**Texte à lire**
::::::
J'en suis à la moitié du livre, à force de persévérance, le roman M. Ouine devient plus compréhensible de page en page, et  l'auteur étant très sensible au paysage, à la nature, la poésie avec laquelle il en parle fait d'autant mieux suivre les mystérieux personnages qui je le pense se révèleront de plus en plus. le seul à être clair comme une de roche, c'est l'infirme, riche qui plus est de ce savoir qu'il a tiré de sa souffrance ; à son contact, le "vieux", son grand-père, devient noble, si j'ose dire, au-delà de la particule. 

04:37 Publié dans Note | Lien permanent | Commentaires (0)

21/01/2014

Hier à Lille

Hier je suis allée à Lille à cause d'un rendez-vous chez un nouvel ophtalmo. Il faut une année, voire plus maintenant pour obtenir un rendez-vous chez un médecin de cette spécialité à Béthune. Le Lillois  pratique les honoraires libres,  mais je préfère cela à quelqu'un qui n'est abordable qu'au bout d'un an et plus. En outre cet ophtalmo-là, en examinant chaque œil en quelques secondes, peut voir si ses patients ont ou pas du cholestérol, s'ils font du diabète. Pas besoin de check up avec lui,  gain de temps appréciable !
::::::
**Données à examiner**
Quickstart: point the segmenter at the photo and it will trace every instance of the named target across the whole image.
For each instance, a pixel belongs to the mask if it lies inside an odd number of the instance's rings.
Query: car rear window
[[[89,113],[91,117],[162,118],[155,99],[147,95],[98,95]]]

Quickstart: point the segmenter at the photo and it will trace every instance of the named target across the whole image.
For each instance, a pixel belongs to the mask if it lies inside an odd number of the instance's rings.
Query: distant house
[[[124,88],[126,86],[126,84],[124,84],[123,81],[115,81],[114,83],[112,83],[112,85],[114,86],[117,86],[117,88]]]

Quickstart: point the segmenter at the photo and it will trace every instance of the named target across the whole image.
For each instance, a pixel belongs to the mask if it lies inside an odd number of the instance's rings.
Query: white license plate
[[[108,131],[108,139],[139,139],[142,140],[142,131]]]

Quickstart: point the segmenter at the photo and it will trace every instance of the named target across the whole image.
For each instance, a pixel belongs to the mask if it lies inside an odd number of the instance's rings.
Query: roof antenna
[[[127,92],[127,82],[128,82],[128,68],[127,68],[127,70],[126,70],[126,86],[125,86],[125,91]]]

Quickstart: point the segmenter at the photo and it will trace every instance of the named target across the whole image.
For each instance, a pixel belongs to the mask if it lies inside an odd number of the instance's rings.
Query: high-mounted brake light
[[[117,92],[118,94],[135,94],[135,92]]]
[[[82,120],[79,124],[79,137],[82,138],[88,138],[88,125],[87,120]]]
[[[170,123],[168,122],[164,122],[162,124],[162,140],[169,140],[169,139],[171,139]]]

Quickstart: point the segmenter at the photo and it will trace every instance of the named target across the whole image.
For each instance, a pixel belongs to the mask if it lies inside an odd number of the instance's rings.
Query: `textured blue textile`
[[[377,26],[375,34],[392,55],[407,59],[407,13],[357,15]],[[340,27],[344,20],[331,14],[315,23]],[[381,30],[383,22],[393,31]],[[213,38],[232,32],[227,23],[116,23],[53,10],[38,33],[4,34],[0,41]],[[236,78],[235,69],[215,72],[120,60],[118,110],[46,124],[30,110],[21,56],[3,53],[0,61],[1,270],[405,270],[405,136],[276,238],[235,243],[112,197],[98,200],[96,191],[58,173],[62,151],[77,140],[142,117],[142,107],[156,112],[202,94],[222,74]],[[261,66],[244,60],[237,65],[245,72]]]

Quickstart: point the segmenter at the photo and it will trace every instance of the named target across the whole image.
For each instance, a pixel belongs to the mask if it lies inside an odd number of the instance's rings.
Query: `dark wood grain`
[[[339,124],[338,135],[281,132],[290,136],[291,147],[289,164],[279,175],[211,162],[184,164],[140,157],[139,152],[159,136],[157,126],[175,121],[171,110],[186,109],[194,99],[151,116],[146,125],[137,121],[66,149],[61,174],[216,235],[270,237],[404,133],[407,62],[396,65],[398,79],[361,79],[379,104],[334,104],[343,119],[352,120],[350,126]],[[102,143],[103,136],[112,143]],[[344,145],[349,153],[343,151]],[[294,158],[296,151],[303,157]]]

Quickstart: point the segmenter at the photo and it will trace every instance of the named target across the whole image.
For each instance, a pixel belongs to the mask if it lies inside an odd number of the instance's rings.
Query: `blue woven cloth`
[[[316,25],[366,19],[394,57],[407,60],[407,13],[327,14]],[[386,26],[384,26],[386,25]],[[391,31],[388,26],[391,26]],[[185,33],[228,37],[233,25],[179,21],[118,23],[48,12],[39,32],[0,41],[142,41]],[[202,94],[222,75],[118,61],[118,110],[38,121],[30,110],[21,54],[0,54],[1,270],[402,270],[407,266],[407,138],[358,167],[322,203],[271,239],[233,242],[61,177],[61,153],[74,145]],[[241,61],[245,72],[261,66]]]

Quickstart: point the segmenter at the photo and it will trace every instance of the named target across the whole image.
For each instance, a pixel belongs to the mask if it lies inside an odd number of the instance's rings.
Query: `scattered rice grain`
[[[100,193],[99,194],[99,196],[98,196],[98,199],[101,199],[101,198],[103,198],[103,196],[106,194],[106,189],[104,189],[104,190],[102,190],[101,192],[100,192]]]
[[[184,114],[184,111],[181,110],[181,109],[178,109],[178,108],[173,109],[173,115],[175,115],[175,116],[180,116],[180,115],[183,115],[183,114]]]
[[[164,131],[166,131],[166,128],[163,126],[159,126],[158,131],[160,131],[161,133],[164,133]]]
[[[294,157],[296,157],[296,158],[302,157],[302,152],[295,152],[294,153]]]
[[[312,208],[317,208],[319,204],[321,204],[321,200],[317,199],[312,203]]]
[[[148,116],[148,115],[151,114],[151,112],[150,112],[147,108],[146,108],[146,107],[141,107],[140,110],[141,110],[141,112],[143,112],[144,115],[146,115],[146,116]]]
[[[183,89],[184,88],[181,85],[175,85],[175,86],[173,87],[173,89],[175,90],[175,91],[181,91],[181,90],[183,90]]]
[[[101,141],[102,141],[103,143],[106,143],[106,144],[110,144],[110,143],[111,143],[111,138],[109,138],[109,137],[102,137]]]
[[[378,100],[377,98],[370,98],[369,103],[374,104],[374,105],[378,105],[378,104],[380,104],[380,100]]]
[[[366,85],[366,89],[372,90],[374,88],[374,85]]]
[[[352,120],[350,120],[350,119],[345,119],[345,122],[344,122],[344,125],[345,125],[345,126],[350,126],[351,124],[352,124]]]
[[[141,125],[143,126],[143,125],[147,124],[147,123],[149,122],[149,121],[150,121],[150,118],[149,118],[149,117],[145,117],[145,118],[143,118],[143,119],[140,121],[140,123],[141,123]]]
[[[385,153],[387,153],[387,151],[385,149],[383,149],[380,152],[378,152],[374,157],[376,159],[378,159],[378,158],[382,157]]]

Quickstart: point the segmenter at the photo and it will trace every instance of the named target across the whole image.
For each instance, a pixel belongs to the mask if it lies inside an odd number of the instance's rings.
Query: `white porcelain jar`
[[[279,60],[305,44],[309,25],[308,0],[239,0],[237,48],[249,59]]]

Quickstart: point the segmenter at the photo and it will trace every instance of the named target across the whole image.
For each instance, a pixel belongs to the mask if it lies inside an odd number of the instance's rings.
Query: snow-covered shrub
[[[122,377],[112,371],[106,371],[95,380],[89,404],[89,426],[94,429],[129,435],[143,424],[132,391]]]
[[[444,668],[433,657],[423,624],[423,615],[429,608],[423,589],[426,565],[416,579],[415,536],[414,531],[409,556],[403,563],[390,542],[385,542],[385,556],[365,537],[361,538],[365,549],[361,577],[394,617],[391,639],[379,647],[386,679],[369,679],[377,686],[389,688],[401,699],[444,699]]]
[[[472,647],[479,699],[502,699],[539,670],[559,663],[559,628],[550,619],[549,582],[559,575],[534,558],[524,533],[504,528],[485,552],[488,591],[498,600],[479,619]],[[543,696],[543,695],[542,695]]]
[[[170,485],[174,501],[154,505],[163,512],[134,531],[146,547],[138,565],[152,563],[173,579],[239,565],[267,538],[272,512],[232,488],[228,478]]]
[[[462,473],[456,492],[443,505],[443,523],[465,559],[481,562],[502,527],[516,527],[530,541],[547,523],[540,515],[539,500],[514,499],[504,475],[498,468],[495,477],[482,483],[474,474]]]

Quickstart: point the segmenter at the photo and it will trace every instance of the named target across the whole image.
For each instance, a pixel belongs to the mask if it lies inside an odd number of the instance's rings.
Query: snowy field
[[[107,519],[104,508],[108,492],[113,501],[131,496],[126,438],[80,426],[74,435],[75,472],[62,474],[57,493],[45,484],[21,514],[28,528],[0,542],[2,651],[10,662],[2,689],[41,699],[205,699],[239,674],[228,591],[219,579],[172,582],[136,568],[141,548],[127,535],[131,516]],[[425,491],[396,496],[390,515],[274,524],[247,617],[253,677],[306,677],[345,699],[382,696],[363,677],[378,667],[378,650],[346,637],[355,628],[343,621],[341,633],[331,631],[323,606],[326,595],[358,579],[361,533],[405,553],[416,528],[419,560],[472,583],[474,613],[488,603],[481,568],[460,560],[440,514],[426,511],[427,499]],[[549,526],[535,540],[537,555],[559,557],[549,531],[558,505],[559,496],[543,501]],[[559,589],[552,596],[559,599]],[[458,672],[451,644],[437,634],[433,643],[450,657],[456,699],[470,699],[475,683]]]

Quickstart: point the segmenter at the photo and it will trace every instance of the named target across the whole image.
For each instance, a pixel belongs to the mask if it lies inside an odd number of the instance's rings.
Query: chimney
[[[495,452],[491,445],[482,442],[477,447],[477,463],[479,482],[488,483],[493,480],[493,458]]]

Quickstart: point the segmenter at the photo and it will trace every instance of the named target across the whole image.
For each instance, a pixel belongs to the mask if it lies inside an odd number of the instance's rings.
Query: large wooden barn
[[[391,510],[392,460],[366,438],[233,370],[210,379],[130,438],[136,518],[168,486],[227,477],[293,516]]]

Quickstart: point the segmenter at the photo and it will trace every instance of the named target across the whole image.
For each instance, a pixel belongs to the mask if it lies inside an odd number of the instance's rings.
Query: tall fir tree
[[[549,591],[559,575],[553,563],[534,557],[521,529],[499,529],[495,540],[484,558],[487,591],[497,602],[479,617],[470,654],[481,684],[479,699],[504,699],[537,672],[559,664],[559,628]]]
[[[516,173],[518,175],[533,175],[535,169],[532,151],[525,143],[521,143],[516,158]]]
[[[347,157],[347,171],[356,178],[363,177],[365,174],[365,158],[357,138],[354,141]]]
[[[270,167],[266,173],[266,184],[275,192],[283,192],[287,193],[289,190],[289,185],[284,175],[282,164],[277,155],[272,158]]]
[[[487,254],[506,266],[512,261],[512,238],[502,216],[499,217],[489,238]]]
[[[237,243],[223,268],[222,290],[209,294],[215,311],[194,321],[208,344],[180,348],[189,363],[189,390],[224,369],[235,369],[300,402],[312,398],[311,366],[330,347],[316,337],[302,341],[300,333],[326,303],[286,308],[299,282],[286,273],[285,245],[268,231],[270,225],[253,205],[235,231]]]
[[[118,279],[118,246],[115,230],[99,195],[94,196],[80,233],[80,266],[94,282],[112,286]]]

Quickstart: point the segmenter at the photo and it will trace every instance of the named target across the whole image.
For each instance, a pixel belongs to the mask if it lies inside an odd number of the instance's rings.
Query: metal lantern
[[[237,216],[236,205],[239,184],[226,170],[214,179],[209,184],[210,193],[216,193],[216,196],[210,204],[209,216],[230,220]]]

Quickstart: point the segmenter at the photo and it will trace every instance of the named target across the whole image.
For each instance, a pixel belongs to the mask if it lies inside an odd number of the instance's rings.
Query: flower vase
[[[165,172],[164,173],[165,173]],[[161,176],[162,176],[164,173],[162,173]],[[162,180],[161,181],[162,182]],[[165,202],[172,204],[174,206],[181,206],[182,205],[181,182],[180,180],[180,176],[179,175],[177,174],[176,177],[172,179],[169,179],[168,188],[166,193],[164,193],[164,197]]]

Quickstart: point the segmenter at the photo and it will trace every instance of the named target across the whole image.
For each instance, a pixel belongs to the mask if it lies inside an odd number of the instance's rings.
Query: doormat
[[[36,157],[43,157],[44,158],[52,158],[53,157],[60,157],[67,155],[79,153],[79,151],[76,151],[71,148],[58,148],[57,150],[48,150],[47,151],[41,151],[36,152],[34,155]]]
::::::
**Votre objectif**
Dans le texte, reprenez le passage qui s'ouvre sur les mots contenant "Hier je suis" et se ferme sur "de temps appréciable !", en changeant "Béthune" en "Arras".

**Solution du problème**
Hier je suis allée à Lille à cause d'un rendez-vous chez un nouvel ophtalmo. Il faut une année, voire plus maintenant pour obtenir un rendez-vous chez un médecin de cette spécialité à Arras. Le Lillois  pratique les honoraires libres,  mais je préfère cela à quelqu'un qui n'est abordable qu'au bout d'un an et plus. En outre cet ophtalmo-là, en examinant chaque œil en quelques secondes, peut voir si ses patients ont ou pas du cholestérol, s'ils font du diabète. Pas besoin de check up avec lui,  gain de temps appréciable !